++++ Source document
But the third mystery is about the wood that the staircase is built of. Amazingly - and you gotta remember, this strange dude just wandered up, started building without help and then walked off without being paid - NONE of the wood that went into the staircase came from anywhere near the Santa Fe area. Whoa. Freaky...

What a delightful story! I need to do some poking around on the 'net to understand it all, but how delicious it is to have such a lovely mystery available to be pondered and marveled at. I almost *don't* want to poke around and have the story's loveliness explained away!

This reminds me of my Big Trip around the country in 1998. Charles and I were seperated, going through what I euphamistically refer to as our "relationship calisthenics." (it was absolute hell.) I'd decided to air myself out a bit and took 6 weeks off to go tour the country and be a vagabond. It was a delicious break for me in so many ways. I'd worked to put us both through school and it had taken me 8 years to get my degree. The relationship stuff hadn't been fun for a while... I was pooped and really needed the break.

I started traveling in a westerly direction and found myself in New Mexico. My friend Sean had asked me to bring him home some Chimayo holy dirt if I ended up nearby, so, after a few nights in the local Santa Fe hostel (ewwww. Gets 1 star!) I headed up to the chapel to check out the miraculous site for myself.

It's a dingy little chapel in the middle of nowhere. It's been there since the early 1800s. (Here's the wikipedia entry on the site: http://en.wikipedia.org/wiki/Chimayo. It's got the whole story on the chapel's miraculous founding.) I went in, read the didactic info, admired the wonderful architecture and dutifully dug up a film-canister-sized serving of holy dirt for Sean and headed down the road.

A couple of weeks and a few states later, I was cruising over the Saratoga pass just north of Yosemite national park, trying to get to Mom's house from the East. (I was avoiding Bakersfield. Blech!)

What an amazing drive!! By this point in my travels, I'd seriously started gathering lots of stuff... Books, books, books. My favorite traveling companions! They were all over the back seat, their characters acting as virtual compatriots in my travels. I had all kinds of goodies from Santa Fe and Flagstaff (Flagstaff Rocky Mountain Hostel - 5 stars!) and had already filled about 5 rolls of film with the things I'd seen. The scenery around me was totally mindblowing - stygian fingers pushed up through the bedrock, with the entire landscape looking more like something out of a Tolkien novel. I expected to see Wizards and Hobbits peering out at me from behind the rocks and trees as I climbed higher into the Sierras.
++++++++
++++ Dataset entries
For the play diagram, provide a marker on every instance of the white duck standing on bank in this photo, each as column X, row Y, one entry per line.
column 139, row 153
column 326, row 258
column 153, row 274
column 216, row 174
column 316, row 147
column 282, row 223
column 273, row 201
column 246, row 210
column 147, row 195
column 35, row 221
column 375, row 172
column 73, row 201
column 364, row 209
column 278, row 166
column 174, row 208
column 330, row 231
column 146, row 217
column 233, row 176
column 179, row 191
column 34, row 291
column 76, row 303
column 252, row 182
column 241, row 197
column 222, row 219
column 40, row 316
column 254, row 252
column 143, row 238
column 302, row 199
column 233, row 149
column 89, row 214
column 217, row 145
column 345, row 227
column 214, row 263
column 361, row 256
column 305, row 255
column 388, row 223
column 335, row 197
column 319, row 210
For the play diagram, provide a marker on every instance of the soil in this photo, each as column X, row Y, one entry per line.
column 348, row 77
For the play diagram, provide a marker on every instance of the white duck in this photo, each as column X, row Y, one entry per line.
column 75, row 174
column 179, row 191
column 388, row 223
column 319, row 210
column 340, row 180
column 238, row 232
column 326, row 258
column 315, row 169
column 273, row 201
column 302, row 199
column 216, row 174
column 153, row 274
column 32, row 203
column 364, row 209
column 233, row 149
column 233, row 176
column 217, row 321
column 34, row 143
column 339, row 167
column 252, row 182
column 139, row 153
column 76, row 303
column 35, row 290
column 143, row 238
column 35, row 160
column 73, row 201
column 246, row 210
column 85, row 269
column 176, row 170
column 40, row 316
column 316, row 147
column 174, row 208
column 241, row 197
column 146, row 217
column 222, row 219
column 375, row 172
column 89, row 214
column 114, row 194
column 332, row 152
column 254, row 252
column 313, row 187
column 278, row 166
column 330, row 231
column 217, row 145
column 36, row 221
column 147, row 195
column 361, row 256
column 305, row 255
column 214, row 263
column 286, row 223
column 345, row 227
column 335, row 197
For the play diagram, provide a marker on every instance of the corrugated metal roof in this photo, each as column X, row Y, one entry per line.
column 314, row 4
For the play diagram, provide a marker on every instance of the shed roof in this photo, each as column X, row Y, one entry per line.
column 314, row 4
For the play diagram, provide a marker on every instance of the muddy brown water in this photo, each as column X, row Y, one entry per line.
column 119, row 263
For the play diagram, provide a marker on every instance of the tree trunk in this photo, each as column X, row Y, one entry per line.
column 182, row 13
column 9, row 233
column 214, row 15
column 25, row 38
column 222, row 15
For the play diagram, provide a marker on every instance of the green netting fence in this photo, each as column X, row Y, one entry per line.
++++++++
What the task asks ▸
List every number written in figures in the travel story, and say what each one counts or refers to.

Task output ▸
- 1998: the year of the Big Trip around the country
- 6: the weeks taken off to tour the country
- 8: the years it took to get a degree
- 1: the star rating given to the Santa Fe hostel
- 1800s: the early 1800s, since when the chapel has been there
- 5: the star rating given to the Flagstaff Rocky Mountain Hostel
- 5: the rolls of film already filled